[Collected data entries]
....

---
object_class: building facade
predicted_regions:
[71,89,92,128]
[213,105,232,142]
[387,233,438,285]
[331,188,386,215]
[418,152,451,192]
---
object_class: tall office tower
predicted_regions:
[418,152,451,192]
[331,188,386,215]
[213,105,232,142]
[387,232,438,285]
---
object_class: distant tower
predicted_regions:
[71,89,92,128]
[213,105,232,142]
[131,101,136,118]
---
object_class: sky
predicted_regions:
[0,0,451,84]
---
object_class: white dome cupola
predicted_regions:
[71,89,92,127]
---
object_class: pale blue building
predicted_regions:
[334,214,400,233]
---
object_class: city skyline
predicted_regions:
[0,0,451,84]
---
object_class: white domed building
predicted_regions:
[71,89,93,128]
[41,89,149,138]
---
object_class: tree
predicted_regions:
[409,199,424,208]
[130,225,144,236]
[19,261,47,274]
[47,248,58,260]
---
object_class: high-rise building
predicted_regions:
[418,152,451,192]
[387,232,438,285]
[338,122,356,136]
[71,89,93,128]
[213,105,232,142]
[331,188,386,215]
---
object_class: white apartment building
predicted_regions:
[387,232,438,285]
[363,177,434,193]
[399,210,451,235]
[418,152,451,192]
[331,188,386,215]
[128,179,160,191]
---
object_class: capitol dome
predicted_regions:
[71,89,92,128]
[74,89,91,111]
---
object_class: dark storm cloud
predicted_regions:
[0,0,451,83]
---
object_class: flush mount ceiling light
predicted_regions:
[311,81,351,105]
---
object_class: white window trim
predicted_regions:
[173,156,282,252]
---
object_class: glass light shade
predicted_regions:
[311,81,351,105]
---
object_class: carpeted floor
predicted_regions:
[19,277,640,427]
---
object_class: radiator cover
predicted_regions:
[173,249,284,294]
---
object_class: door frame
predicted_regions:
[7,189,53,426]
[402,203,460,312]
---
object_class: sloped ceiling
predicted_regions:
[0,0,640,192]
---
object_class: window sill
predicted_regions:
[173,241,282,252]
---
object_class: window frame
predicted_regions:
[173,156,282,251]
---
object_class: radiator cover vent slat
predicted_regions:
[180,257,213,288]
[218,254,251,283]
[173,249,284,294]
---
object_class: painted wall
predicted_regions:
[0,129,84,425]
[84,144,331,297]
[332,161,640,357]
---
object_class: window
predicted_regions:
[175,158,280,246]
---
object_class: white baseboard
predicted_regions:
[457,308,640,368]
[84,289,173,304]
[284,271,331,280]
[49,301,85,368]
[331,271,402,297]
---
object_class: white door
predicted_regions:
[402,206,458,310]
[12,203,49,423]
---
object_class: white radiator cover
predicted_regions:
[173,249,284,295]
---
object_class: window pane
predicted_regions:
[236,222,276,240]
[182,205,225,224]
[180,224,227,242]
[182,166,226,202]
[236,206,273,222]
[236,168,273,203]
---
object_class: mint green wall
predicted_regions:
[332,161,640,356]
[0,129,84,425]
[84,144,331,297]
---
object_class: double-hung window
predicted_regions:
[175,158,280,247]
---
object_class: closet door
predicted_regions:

....

Reproduce the rows from the start of the rows through the line containing "[334,214,400,233]", inclusive, changing "pale blue building" to "light blue building" and leaving everything else unchanged.

■ **WRITTEN RESPONSE**
---
object_class: building facade
predicted_regions:
[71,89,92,128]
[213,105,232,142]
[387,233,438,285]
[331,188,386,215]
[418,152,451,192]
---
object_class: tall office tower
predicted_regions:
[418,152,451,192]
[331,188,386,215]
[213,105,232,142]
[387,232,438,285]
---
object_class: distant tower
predicted_regions:
[71,89,92,128]
[213,105,232,142]
[131,101,136,118]
---
object_class: sky
predicted_regions:
[0,0,451,84]
---
object_class: white dome cupola
predicted_regions:
[71,89,92,127]
---
object_class: light blue building
predicted_regions:
[334,214,400,233]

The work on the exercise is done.